━━━━━ Document text

Morritt's is a great location for SCUBA, snorkeling in good weather, and windsurfing.  Most of the other activities (already mentioned by quiltergal) and the best beach are on the other side of the island.  You'll probably want a rental car for the week.


----------



## kcgriffin (Mar 21, 2007)

Tim,

If you are trading a Marriott try for either the new Marriott in St Kitts or St Thomas, both are brand new and should have lots of availability for Marriott owners.


----------



## tim (Mar 21, 2007)

kcgriffin said:


> Tim,
> 
> If you are trading a Marriott try for either the new Marriott in St Kitts or St Thomas, both are brand new and should have lots of availability for Marriott owners.



Based on all the input, I think I will indeed try for the Marriott in St Thomas.  Kcgriffin, when I do my request should I also list the Westin in St John?  While I would prefer around X-mas 2008, I expect my best chances would be Thanksgiving week 2008, right.  Thanks.


----------



## Larry (Mar 23, 2007)

━━━━━━━━━━

** Exercise task A **
Answer these questions from the forum thread about Caribbean resorts, marking each answer the same way:
(i) What is Morritt's described as a great location for?
(ii) Which two new Marriott resorts does kcgriffin suggest trying for?
(iii) Which week does tim expect to give the best chances?
** Exercise task B **
Please rewrite the paragraph of the forum thread about Caribbean resorts that begins "Based on all the input" as a short list, keeping its main facts.
** Exercise task C **
Carry on the forum thread about Caribbean resorts from the point where it stops.
The records that follow come from a separate source.

━━━━━ Provided information

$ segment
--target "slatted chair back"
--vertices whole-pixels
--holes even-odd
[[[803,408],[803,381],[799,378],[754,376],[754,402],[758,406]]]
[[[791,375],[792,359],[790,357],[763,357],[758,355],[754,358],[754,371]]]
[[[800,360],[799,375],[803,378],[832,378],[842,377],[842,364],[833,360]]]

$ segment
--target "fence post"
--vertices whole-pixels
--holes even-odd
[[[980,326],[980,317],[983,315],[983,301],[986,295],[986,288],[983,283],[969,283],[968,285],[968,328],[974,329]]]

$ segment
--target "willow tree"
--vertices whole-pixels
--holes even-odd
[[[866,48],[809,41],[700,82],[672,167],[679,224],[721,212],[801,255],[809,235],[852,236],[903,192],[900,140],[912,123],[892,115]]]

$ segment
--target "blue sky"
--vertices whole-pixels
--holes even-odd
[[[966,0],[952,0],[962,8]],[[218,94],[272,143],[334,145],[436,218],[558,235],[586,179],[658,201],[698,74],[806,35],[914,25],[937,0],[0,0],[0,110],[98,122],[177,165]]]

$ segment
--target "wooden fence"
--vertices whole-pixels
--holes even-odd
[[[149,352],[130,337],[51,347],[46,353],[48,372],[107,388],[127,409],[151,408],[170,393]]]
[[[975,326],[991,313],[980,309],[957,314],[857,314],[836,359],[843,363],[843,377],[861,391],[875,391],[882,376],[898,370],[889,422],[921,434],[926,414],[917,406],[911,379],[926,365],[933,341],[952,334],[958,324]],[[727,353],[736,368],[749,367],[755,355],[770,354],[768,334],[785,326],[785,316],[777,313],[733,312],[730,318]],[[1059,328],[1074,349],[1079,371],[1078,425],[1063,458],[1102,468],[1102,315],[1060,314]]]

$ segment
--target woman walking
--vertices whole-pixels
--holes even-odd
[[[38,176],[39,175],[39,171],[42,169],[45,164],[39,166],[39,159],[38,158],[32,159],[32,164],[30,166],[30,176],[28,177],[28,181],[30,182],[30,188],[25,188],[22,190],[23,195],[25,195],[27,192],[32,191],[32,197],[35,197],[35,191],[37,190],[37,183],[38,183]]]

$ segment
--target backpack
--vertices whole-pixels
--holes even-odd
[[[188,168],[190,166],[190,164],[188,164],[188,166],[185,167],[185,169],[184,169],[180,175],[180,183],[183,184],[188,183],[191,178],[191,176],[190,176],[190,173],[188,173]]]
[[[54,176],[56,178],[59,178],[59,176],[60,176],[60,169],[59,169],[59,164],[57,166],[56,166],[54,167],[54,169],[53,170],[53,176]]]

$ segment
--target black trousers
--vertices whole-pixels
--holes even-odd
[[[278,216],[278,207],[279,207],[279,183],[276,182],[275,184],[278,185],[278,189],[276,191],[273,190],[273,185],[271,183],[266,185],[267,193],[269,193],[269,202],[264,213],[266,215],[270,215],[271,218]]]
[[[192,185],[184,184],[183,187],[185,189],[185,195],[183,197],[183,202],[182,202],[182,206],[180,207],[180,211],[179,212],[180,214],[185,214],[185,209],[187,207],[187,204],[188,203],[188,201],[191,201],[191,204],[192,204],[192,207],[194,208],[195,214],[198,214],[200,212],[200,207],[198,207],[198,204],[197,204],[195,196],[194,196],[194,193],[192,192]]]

━━━━━━━━━━

** Task response A **
(i) SCUBA, snorkeling in good weather, and windsurfing.
(ii) The new Marriott in St Kitts and the new Marriott in St Thomas.
(iii) Thanksgiving week 2008.

** Task response B **
- tim plans to try for the Marriott in St Thomas, based on all the input.
- tim asks kcgriffin whether to also list the Westin in St John in the request.
- tim would prefer around Christmas 2008 but expects Thanksgiving week 2008 to give the best chances.

** Task response C **
SCUBA said:


> TIM
> 
> But from what I can see it doesn't look all that hard to get into Aruba. Its got decent diving Southcoast drift dives are great.
> Bill




Sorry Bill but I don't agree. Aruba for xmas would be a miracle to trade into any resort except for maybe Carribean Palm village. La cabana or La quinta and unless there is a last minute cancellation I doubt you could get any of those. I do see plenty of availability for November including thanksgiving and any week in December except for weeks 51 and 52. I also think it's very rare to find anything in Aruba for weeks 51-12.

St. Marteen would have better availability for weeks 51-12.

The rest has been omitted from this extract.